Collection rows:
++++++++++

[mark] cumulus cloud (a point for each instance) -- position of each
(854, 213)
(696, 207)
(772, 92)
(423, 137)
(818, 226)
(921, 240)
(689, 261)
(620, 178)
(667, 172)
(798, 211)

++++++++++

(DESCRIPTION OF THE TASK): Copy all of the rows above word for word, with no changes.

(REPLY):
[mark] cumulus cloud (a point for each instance) -- position of each
(854, 213)
(696, 207)
(772, 92)
(423, 137)
(818, 226)
(921, 240)
(689, 261)
(620, 178)
(667, 172)
(798, 211)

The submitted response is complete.